__Stated task__
In the records below, how many lines contain the string "locate"? Reply with the number alone.

Data drawn from a collection:
☆ ☆ ☆ ☆ ☆
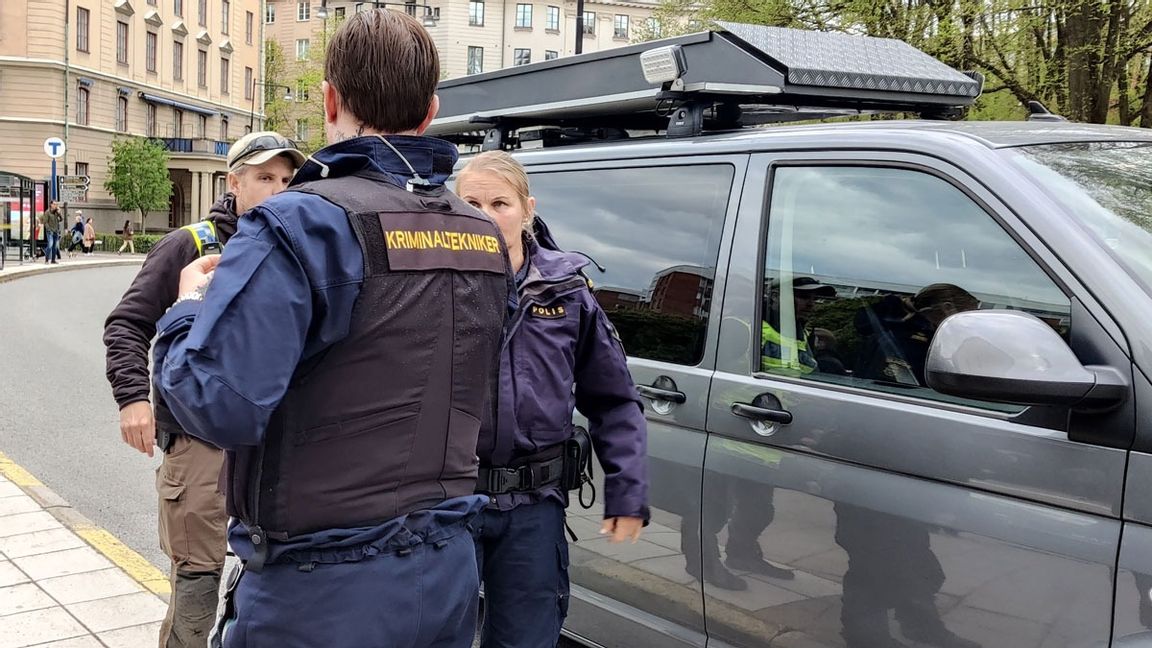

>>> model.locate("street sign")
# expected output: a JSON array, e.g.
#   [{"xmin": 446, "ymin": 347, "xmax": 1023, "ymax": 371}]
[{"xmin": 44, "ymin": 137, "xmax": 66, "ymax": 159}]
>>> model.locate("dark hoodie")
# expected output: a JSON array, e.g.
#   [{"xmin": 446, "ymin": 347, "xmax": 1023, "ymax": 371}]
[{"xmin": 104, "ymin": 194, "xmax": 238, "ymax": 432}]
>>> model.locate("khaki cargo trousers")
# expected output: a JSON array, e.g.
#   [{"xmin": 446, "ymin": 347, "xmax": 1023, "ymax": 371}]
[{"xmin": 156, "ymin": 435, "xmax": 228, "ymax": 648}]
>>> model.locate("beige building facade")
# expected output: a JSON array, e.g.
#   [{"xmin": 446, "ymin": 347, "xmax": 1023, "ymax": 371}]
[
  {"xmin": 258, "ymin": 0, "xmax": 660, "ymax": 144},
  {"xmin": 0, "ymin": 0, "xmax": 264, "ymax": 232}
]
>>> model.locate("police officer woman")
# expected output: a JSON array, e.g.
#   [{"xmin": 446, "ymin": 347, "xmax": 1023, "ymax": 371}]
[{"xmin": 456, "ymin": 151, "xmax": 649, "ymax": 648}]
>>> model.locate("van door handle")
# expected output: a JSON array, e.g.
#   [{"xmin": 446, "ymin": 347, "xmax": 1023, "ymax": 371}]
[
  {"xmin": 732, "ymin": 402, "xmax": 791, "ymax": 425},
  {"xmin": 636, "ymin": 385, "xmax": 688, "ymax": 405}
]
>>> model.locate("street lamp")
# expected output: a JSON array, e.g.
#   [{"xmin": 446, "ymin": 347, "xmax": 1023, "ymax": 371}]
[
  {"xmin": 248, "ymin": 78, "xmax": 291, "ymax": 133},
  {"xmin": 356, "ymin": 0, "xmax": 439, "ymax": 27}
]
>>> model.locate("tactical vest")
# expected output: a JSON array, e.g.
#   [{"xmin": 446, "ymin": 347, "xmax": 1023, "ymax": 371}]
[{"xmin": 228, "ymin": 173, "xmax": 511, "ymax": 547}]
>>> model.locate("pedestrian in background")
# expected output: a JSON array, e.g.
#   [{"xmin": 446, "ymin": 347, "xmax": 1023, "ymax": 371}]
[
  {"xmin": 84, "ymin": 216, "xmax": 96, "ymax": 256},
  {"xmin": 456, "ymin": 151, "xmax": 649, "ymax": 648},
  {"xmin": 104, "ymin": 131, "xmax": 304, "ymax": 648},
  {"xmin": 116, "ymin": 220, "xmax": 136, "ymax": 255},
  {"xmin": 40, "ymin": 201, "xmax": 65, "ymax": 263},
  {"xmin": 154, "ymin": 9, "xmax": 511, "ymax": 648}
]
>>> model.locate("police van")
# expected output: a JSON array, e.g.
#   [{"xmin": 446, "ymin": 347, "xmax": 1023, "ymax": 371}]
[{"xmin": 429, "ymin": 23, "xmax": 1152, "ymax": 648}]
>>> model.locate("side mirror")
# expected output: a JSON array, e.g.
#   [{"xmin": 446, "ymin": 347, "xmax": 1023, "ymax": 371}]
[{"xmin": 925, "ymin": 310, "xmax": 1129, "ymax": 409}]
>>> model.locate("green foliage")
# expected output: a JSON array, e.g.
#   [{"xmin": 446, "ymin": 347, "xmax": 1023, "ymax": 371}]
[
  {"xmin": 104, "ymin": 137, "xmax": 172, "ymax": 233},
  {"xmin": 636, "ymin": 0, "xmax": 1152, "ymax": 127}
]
☆ ☆ ☆ ☆ ☆
__Completed exercise__
12